Material fornecido:
_____

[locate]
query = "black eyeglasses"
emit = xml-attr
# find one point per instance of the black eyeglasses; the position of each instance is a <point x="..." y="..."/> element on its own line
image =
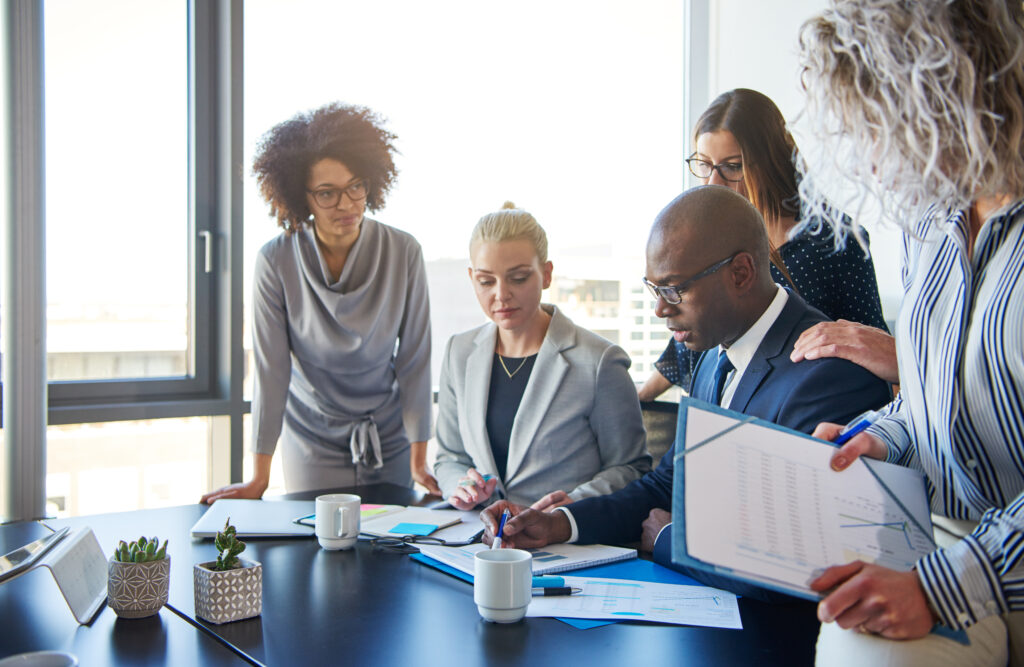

_____

Problema curto:
Transcreva as linhas de todos os itens acima sem alterar nenhum caractere e deixe as imagens fora da resposta.

Resultado da tarefa:
[locate]
query = "black eyeglasses"
emit = xml-attr
# find one point per instance of the black eyeglasses; the position of each instance is a <point x="..." y="..."/> element on its own line
image =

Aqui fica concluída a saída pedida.